_What you will do_. Copy all of the records below word for word, leaving out the pictures.

_Information shown_.

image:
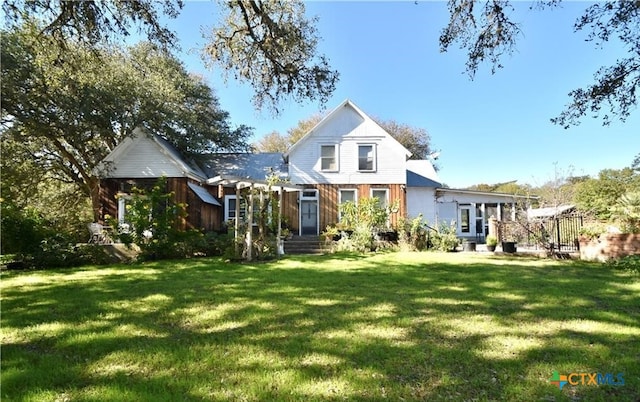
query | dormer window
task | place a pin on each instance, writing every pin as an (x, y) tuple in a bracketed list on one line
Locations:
[(366, 158), (329, 158)]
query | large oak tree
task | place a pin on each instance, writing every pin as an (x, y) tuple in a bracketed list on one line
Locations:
[(67, 114)]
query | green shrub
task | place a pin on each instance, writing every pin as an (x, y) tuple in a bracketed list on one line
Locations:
[(445, 238), (412, 234), (629, 263)]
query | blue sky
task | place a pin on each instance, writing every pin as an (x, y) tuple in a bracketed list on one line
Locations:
[(493, 129)]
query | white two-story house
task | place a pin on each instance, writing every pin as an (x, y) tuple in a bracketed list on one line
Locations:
[(345, 157)]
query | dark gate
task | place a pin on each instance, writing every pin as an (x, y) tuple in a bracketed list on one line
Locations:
[(555, 234)]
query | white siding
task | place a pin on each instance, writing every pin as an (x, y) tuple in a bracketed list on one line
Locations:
[(446, 212), (143, 158), (347, 128), (422, 200)]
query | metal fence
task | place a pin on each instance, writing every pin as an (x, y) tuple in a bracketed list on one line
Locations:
[(555, 234)]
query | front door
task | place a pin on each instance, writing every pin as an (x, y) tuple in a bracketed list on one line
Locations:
[(309, 217), (464, 220)]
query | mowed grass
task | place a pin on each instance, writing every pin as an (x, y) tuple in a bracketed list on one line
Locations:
[(406, 326)]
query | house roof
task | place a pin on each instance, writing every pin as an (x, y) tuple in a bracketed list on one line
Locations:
[(475, 192), (247, 165), (203, 194), (125, 147), (421, 173), (549, 212), (330, 116)]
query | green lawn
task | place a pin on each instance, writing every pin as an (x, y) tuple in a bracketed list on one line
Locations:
[(414, 326)]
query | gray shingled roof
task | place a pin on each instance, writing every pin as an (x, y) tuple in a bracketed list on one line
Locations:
[(254, 166), (416, 180)]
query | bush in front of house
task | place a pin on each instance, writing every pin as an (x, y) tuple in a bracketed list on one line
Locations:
[(445, 238), (412, 234), (358, 226)]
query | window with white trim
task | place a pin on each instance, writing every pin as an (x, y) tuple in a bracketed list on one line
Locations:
[(329, 158), (124, 199), (230, 207), (366, 158), (382, 194), (346, 195)]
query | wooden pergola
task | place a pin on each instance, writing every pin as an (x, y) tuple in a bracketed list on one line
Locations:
[(262, 185)]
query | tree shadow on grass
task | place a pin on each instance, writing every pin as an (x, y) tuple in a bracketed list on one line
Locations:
[(322, 328)]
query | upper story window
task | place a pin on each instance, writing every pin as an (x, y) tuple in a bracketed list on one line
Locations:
[(366, 158), (329, 158)]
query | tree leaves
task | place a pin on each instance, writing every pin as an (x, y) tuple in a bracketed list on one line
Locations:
[(272, 45)]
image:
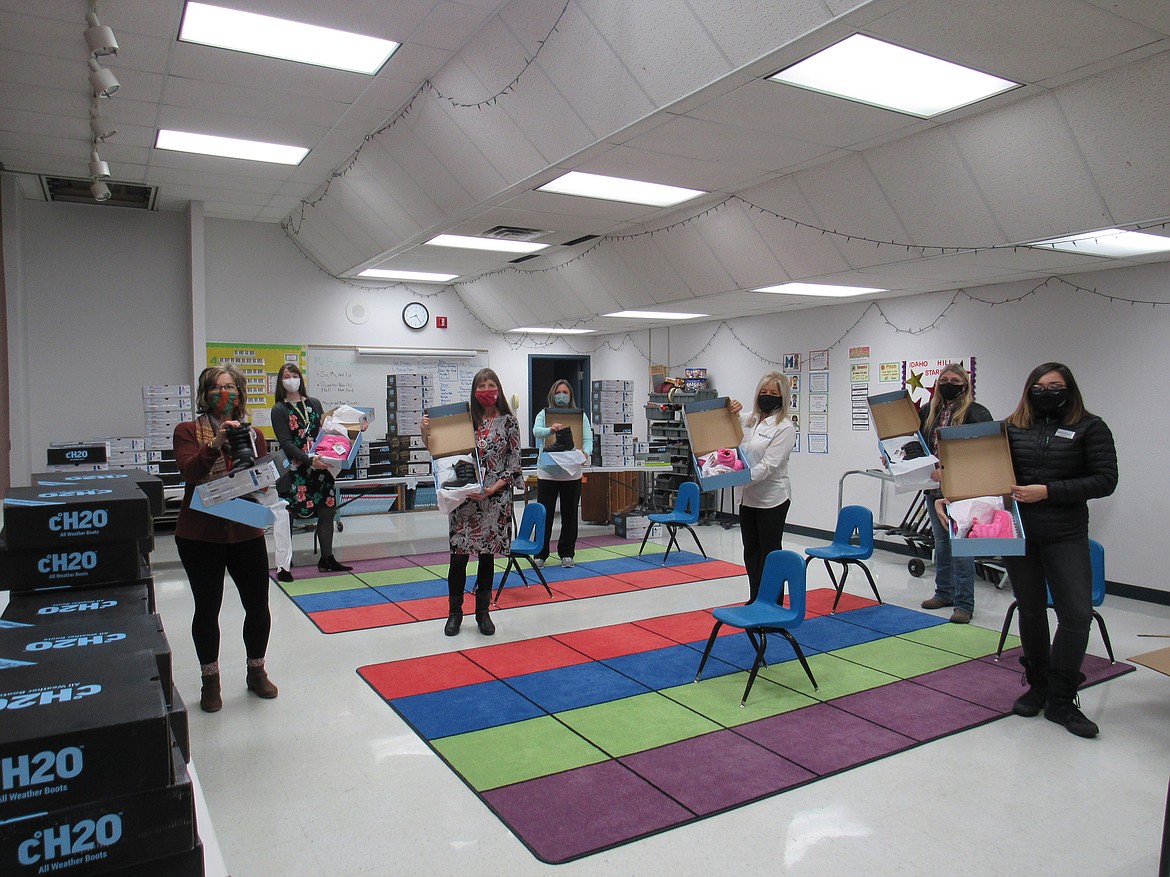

_Task result_.
image:
query | dormer window
task | place a pin on each instance, writing every pin as an (x, y) tuple in a bracketed list on one line
Locations:
[(366, 158), (329, 158)]
query | large oak tree
task | place a pin on each instance, writing every pin as an (x, y) tuple in a bracketed list on one line
Locations:
[(67, 114)]
query | green shrub
task | place a pin on each instance, writing every pin as an (x, y) tuple in a bracketed list on one line
Locations:
[(445, 238), (412, 234), (629, 263)]
query | blue sky
task | place a pin on each instance, writing every pin as an (x, y) tuple in a bracketed list on one line
Locations:
[(493, 129)]
query | white two-story house
task | place a pin on each instance, writing every pin as an (x, y) tuple in a bracketed list on one line
Locations:
[(345, 157)]
query | dark gate
task | place a pin on each instance, writing every pin as an (x, y) tuple in a bracketed list on one line
Locations:
[(555, 234)]
query | white siding
task | place a pin on each instance, writing every pin as an (x, y) tuple in a bracketed list on one line
Locations:
[(446, 212), (143, 158), (347, 128), (422, 200)]
query | metal fence
task | place a pin on each instance, writing every pin as an (x, y) tuple in a bracketed list on one line
Locations:
[(555, 234)]
query | front door
task | place a pin on each instance, writing every pin as an (x, y) tuple in a bracketed list on one line
Locations:
[(309, 217), (464, 220)]
query | mowed grass
task | place a pin on each instance, writing every pin as an (x, y) tuple in a bracketed list on one line
Locations:
[(406, 326)]
query | house roof
task | place a pin on each instance, writing every pin as an (x, y) tuple in a bracketed list on one line
Locations:
[(475, 192), (247, 165), (203, 194), (125, 147), (421, 173), (549, 212), (330, 116)]
query | green lawn
task | place a pin on each instance, writing every pin as an (x, y) tuple in a bracketed list on one line
Locations:
[(414, 326)]
query | gray shingled roof
task | place a pin on each instance, writing every pin as an (x, y) tuple in a bracketed list on one line
Locations:
[(254, 166), (416, 180)]
query | bush in front of house
task | place a pin on each instance, writing every pin as an (x, y) tuple in a bracketed list on one line
Locations:
[(445, 238), (412, 234), (358, 226)]
query | window with white trim
task | place a pin on each instance, writing every pin as an (x, y) tuple in a bracketed list on one line
Locations:
[(329, 158), (124, 199), (230, 207), (366, 158), (382, 194), (346, 195)]
query | wooden pergola
task | place a pin on each instance, writing every pin as an (x, y) tuple in a bracketed list on one line
Locations:
[(262, 185)]
query | tree shadow on grass
task | place a pin on each instance, writing every pin as an (x, y) tuple in a bracketed list on one line
Locations:
[(322, 328)]
query | upper story window
task | place a pin on each instance, writing every pin as an (x, y) tuple in a bracketed list on one line
Locations:
[(366, 158), (329, 158)]
query | tree leaves
task | place a pin on each instance, writing every pin as an (x, y) tuple in a bracketed list on one line
Locations:
[(272, 45)]
image:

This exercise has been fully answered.